[EXERCISE TASK]:
Reproduce every line of the data below verbatim, making no alterations of any kind.

[Extracted records]
━━━━━━━━━━━━━━━━━━━━
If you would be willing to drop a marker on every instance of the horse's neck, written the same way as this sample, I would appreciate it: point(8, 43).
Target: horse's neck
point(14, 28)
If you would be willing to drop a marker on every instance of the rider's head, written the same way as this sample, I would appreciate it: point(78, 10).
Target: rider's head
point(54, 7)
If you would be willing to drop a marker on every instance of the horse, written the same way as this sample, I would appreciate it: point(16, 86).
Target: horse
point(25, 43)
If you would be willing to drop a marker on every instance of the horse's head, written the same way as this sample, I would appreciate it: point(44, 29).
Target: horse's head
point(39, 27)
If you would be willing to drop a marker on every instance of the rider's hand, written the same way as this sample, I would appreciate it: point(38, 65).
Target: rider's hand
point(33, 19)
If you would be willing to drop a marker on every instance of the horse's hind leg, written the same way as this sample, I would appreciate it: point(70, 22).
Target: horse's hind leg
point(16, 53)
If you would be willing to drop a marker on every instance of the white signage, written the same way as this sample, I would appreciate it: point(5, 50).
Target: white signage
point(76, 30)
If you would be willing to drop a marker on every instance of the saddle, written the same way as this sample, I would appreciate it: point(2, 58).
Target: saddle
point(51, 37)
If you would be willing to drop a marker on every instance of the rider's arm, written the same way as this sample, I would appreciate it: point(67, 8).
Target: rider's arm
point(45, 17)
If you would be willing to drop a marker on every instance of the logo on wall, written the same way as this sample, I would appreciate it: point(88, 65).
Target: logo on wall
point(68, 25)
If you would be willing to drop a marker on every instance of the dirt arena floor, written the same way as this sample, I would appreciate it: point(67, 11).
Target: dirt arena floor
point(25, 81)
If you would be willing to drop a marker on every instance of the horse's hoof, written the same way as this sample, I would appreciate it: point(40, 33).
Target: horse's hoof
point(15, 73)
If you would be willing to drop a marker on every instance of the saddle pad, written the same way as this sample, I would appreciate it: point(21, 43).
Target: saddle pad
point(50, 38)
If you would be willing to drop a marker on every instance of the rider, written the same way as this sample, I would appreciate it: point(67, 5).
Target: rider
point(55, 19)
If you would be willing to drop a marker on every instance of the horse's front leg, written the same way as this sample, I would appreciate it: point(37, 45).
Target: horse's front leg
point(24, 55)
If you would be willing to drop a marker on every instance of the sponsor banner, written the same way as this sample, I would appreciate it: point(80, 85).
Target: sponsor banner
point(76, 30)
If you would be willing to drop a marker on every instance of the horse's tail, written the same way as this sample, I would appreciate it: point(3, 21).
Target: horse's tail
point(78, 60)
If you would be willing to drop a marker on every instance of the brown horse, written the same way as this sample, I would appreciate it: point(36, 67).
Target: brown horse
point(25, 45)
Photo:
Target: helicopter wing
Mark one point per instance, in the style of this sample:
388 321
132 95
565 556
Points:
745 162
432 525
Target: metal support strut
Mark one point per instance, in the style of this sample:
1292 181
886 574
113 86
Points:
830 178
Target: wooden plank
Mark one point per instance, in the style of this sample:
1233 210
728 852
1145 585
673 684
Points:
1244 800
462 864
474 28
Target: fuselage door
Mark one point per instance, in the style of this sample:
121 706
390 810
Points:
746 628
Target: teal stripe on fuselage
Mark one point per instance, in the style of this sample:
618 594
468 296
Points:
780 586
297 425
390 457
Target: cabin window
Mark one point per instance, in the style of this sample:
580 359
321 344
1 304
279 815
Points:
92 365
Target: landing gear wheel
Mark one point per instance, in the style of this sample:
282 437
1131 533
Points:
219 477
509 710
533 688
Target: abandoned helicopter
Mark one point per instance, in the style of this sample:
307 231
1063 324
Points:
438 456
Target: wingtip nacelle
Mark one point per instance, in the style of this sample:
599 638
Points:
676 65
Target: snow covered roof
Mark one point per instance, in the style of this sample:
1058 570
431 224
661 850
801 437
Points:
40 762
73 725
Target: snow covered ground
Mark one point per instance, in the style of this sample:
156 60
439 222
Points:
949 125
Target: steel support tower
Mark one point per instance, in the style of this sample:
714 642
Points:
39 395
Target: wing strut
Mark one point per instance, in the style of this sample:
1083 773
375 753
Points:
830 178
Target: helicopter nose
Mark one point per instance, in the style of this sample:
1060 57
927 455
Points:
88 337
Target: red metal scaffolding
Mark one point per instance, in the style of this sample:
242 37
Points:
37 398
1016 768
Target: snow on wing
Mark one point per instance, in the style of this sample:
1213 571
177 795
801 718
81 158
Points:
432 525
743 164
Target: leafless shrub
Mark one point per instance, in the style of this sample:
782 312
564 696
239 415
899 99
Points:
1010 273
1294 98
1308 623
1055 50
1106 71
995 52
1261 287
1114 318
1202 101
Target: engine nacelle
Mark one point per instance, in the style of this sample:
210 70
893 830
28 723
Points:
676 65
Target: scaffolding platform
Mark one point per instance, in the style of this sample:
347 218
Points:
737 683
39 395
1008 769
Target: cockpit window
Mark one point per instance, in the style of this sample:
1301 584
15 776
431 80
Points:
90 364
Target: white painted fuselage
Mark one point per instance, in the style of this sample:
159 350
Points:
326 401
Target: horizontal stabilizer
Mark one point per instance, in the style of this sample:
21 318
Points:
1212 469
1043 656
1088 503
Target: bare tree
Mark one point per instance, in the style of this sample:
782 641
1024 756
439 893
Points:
━━━━━━━━━━━━━━━━━━━━
[ANSWER TO THIS EXERCISE]:
If you would be willing to drop a marker on every instance of the horse's neck, written the same way as this sample, I would appreciate it: point(8, 43).
Target: horse's neck
point(14, 28)
If you would be willing to drop a marker on every instance of the rider's head, written the same way as this sample, I would appreciate it: point(78, 10).
Target: rider's head
point(54, 7)
If you would be willing to drop a marker on every instance of the horse, written the same way as this sample, I would appreciate it: point(16, 86).
Target: horse
point(25, 43)
If you would be willing to drop a marker on every instance of the horse's head, written the same way as this sample, I would appreciate it: point(44, 29).
Target: horse's head
point(39, 27)
If you would be willing to drop a marker on every instance of the rider's hand, written the same way as this sample, I would appreciate it: point(38, 65).
Target: rider's hand
point(33, 19)
If you would be willing to drop a marker on every instance of the horse's hind leg, written the same way as this sample, I would appreciate it: point(70, 22).
Target: horse's hind leg
point(16, 53)
If you would be willing to drop a marker on every instance of the white signage, written the same way as this sample, I would appreciate it: point(5, 50).
Target: white signage
point(76, 30)
If you would be willing to drop a marker on every instance of the saddle, written the same way as this sample, I would appreciate it: point(2, 58).
Target: saddle
point(51, 37)
If you would be willing to drop a marker on every instance of the rider's arm, written the same way as this sample, I would appreciate it: point(67, 8).
Target: rider's arm
point(45, 17)
If you would be willing to drop a marker on every instance of the logo on wall, written the same way as this sample, I would appreciate it: point(88, 65).
Target: logo on wall
point(68, 25)
If you would be willing to drop a marker on every instance of the dirt arena floor, written the same way as this sample, I would appreciate it: point(67, 11).
Target: dirt arena floor
point(25, 81)
If you would be willing to drop a marker on every instance of the horse's hoof, written the same way as this sample, I would appreciate it: point(40, 33).
Target: horse's hoof
point(15, 73)
If you would be willing to drop a marker on every instance of the saddle pad, written the same way as this sample, I would appreciate it: point(21, 43).
Target: saddle pad
point(50, 38)
If you would be willing to drop a marker on every instance of the rider, written the same way as this sample, I would appreciate it: point(67, 5).
Target: rider
point(55, 19)
If you would be willing to drop a marker on every instance of the horse's front leg, written the same way as this sample, I would appreciate it: point(37, 45).
Target: horse's front leg
point(24, 55)
If you would be willing to drop a marker on every instance of the sponsor banner, written the same way as this sample, I would appreciate it: point(80, 85).
Target: sponsor banner
point(76, 30)
If you would be willing to drop a marker on every instance of the horse's tail, written the same way as this sample, I would appreciate it: point(3, 21).
Target: horse's tail
point(78, 60)
If you would be willing to drop a marker on every instance of the brown horse, written the same way as this sample, I would appreciate it: point(36, 67).
Target: brown horse
point(25, 45)
Photo:
Target: helicopter wing
Mark one point per instance, in the style of this sample:
388 321
132 95
565 556
Points:
745 162
432 525
Target: metal support strut
Mark one point per instance, in the style of this sample:
1292 181
886 574
113 86
Points:
830 178
Target: wooden plank
Mark one point per instance, in the style of this sample:
1233 210
728 852
1145 585
673 684
Points:
1244 800
462 864
474 28
Target: fuselage door
Mark one point per instance, in the style of this sample:
121 706
390 810
Points:
746 628
Target: teal stripe on fuselage
Mark one point per instance, in the style of this sample:
618 594
468 296
Points:
780 586
297 425
390 457
Target: cabin window
Mark one point per instance, in the style of this sample:
580 359
321 344
1 304
279 815
Points:
92 365
Target: landing gear wheel
Mark one point per instance, in the style of this sample:
282 437
1131 533
Points:
219 477
509 710
533 688
Target: abandoned helicopter
Mark one point per instance, in the style of this sample:
307 231
1063 324
Points:
438 456
Target: wingtip nacelle
Mark one point per instance, in the style of this sample:
599 638
Points:
676 65
Target: snow covered roof
Mark one point per instance, in the style of this sample:
1058 570
431 224
661 850
801 437
Points:
40 762
73 725
Target: snow covered ground
Mark one point per instance, in the style of this sample:
156 60
439 222
Points:
949 125
Target: steel support tower
Mark one point per instance, in the style of this sample:
714 642
Points:
39 395
Target: wing strut
Mark one point per instance, in the style of this sample:
1083 773
375 753
Points:
830 178
Target: helicopter nose
Mark one point per instance, in the style of this sample:
1060 57
927 455
Points:
88 337
Target: red metal scaffolding
Mark one point per instance, in the style of this sample:
242 37
Points:
37 398
1016 768
Target: snow on wing
Mark one point per instance, in the style of this sample:
1213 571
177 795
801 718
81 158
Points:
432 525
743 164
Target: leafless shrub
Mark one point per instance, in the style of this sample:
782 312
564 696
239 415
899 99
Points:
1010 273
1294 98
1308 623
1055 50
1106 71
995 52
1261 287
1114 318
1202 101
Target: engine nacelle
Mark one point per instance, in the style of this sample:
210 70
893 830
28 723
Points:
676 65
Target: scaffolding platform
Mark one point per instance, in the style of this sample:
347 218
Points:
737 683
39 395
1008 769
Target: cockpit window
Mark one point per instance, in the style of this sample:
1301 584
15 776
431 80
Points:
90 364
Target: white painted fuselage
Mark one point per instance, in the style of this sample:
159 350
Points:
326 401
Target: horizontal stabilizer
Mark one point per instance, in the style of this sample:
21 318
Points:
1212 469
1043 656
1088 503
Target: bare tree
Mark one point per instance, in the style of this sample:
782 641
1024 756
439 893
Points:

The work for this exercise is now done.